• _INSTRUCTIONS TO FOLLOW_: Copy the first line of the entries below and every line after it through the line containing "Target: white cloud". Do not include pictures.

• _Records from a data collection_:

---

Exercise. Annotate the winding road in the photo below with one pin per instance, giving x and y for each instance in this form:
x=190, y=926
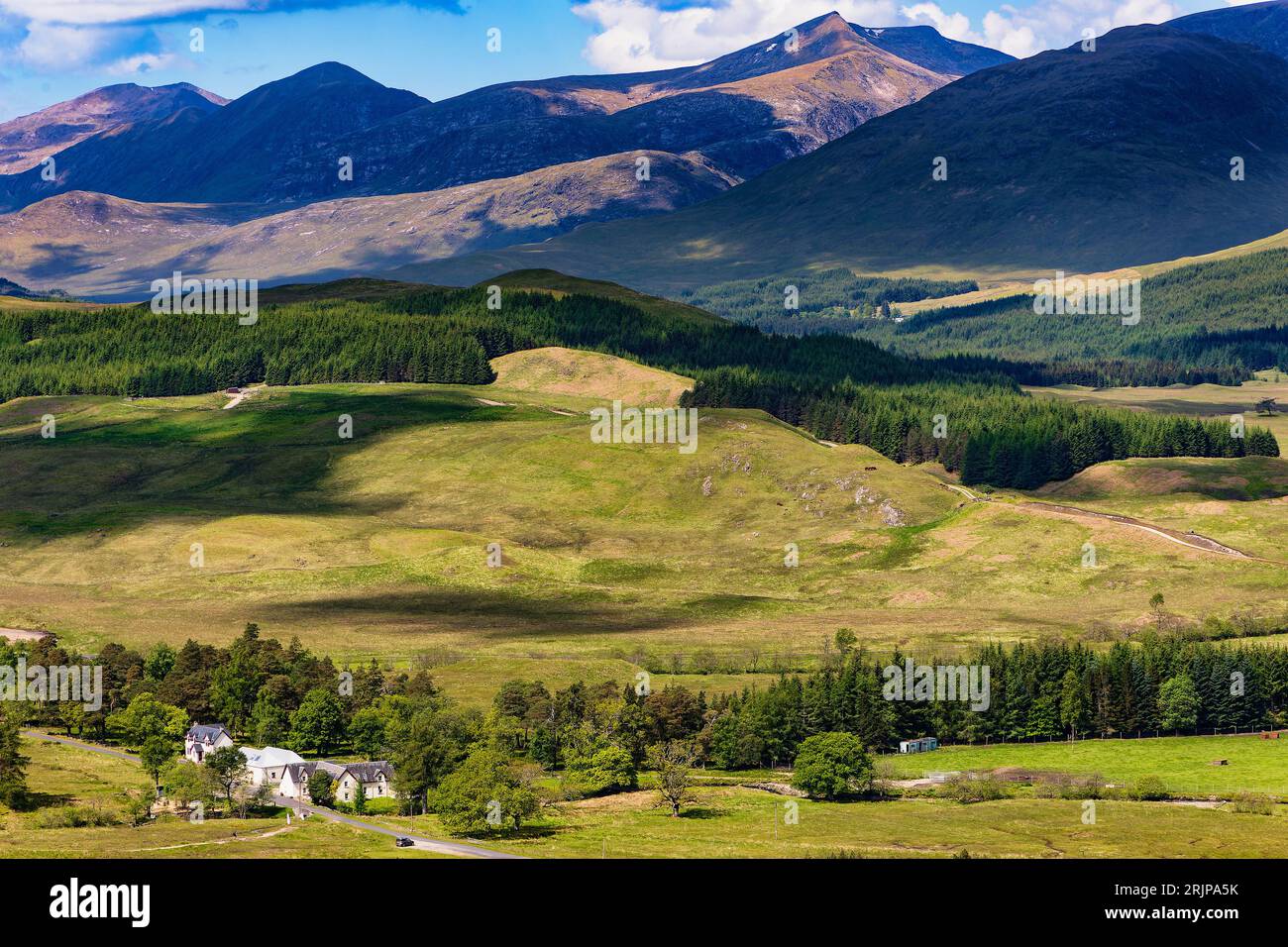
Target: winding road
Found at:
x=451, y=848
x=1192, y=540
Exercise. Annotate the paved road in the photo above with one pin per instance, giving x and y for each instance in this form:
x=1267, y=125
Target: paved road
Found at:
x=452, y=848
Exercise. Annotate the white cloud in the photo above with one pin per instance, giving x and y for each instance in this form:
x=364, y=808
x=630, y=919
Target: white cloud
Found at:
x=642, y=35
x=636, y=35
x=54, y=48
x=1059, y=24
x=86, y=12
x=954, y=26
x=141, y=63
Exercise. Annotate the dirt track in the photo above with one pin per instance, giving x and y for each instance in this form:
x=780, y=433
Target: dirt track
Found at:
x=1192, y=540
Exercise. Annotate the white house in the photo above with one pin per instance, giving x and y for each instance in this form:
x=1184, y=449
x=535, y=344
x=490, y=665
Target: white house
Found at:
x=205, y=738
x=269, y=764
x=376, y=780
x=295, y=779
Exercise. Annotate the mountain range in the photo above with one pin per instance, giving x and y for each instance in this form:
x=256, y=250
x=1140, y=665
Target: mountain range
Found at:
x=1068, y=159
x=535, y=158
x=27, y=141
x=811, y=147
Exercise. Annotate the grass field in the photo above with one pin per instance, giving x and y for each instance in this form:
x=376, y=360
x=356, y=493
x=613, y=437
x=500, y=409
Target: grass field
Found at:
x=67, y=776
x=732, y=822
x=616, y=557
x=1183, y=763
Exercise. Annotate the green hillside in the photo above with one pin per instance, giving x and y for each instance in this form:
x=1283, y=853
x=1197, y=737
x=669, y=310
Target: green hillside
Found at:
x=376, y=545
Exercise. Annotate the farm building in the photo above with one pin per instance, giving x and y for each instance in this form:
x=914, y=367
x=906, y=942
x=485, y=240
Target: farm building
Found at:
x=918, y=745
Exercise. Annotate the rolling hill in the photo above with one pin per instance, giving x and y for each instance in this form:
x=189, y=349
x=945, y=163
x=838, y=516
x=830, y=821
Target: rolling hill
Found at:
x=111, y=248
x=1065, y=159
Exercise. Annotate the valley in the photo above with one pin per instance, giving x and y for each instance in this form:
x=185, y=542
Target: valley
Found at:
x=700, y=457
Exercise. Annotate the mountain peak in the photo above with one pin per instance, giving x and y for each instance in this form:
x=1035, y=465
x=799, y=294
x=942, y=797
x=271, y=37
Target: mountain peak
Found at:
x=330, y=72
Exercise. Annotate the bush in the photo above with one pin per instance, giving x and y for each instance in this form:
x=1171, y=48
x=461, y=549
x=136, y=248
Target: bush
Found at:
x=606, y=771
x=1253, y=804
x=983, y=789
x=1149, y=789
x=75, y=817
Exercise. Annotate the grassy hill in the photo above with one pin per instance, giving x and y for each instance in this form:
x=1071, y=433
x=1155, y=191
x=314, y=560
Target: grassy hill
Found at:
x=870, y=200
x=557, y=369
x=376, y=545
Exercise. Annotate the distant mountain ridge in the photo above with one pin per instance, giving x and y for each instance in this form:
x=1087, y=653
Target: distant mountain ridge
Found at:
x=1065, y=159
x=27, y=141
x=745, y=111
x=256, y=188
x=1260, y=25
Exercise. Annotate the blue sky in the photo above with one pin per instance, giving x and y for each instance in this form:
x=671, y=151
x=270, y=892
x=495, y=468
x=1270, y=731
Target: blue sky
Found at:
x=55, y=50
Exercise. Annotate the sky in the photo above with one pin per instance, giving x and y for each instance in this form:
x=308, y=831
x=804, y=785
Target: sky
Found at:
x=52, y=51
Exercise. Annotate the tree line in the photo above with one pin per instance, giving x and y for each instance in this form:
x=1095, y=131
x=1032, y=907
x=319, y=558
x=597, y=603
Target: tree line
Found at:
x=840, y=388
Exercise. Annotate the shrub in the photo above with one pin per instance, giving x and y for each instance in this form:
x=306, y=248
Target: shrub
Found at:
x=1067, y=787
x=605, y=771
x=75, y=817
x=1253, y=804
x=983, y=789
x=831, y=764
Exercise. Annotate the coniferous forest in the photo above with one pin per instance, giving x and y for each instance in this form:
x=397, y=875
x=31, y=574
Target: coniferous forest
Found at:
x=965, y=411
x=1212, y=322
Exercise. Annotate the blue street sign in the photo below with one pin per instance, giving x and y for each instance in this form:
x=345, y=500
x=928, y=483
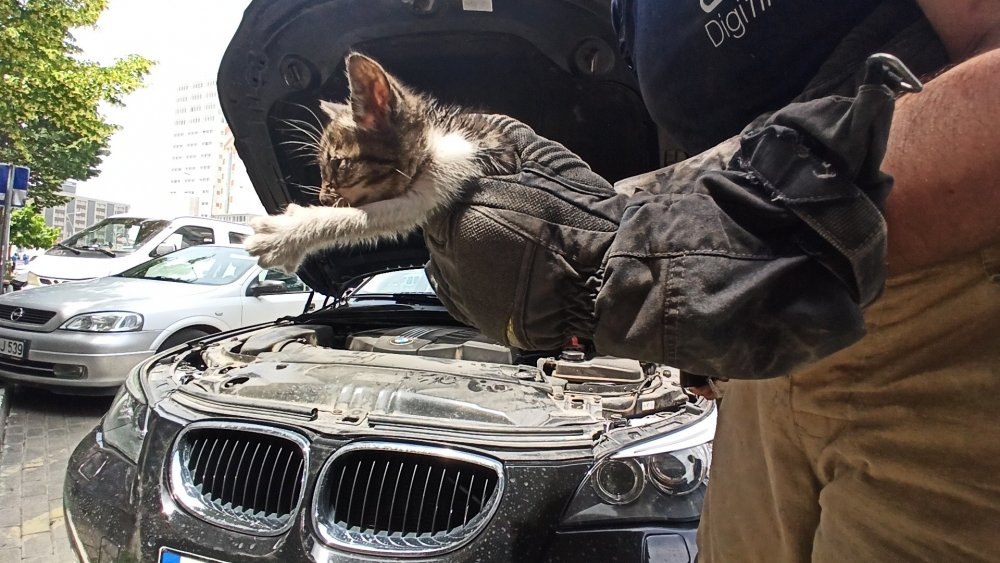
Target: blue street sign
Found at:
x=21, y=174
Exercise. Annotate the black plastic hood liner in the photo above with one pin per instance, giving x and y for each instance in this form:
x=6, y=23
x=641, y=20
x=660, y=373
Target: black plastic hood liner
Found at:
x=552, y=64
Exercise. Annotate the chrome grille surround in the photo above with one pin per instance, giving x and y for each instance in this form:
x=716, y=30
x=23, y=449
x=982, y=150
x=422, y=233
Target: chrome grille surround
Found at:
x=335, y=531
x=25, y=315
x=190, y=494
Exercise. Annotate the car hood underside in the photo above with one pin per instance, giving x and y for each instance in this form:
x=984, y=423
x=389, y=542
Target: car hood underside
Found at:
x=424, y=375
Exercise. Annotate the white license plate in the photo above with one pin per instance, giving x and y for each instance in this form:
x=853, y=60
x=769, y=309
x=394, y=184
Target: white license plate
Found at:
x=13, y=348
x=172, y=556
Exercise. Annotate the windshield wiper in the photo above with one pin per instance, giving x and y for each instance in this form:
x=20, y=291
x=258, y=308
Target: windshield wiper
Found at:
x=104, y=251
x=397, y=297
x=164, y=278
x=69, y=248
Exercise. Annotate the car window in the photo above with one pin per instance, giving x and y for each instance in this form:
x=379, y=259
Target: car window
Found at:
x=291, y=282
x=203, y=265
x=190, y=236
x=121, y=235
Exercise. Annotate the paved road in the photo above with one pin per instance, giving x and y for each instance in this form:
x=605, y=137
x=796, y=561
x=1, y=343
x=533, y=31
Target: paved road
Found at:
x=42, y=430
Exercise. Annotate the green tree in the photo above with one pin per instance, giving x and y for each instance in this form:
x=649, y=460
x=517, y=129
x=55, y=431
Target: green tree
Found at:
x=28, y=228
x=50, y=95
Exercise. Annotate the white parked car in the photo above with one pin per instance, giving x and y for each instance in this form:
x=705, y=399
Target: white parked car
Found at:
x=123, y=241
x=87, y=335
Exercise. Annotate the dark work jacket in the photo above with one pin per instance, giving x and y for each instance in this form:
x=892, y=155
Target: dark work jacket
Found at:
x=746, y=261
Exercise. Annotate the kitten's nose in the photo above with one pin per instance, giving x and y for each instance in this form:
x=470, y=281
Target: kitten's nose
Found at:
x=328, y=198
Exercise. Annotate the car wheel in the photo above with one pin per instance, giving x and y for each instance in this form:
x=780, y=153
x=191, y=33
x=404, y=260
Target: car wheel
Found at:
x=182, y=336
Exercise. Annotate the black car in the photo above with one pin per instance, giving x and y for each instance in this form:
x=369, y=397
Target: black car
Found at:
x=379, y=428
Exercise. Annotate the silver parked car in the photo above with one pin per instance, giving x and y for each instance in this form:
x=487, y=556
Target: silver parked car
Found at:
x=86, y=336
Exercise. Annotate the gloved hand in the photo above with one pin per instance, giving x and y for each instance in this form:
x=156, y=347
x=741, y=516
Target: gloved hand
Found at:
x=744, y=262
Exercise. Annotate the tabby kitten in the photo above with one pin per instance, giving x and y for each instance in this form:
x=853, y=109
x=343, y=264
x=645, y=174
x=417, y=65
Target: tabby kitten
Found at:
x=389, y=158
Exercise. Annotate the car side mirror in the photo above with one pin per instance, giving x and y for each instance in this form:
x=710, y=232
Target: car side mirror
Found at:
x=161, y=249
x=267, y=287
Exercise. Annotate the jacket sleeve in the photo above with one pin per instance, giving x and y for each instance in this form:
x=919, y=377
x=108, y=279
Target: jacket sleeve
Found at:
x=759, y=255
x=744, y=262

---

• _RESPONSE TO THIS TASK_:
Exercise. Annotate the winding road in the photo below with one pin per instance, giving x and y for each instance in this form:
x=190, y=926
Target: winding road
Found at:
x=451, y=848
x=1192, y=540
Exercise. Annotate the paved road in the photo above with one pin per instance, giving x and y for each instance in this form:
x=1267, y=125
Target: paved road
Found at:
x=452, y=848
Exercise. Annotate the white cloud in the photo above with one pin per instance, giving x and y for each instance in this form:
x=364, y=808
x=630, y=919
Target: white cloud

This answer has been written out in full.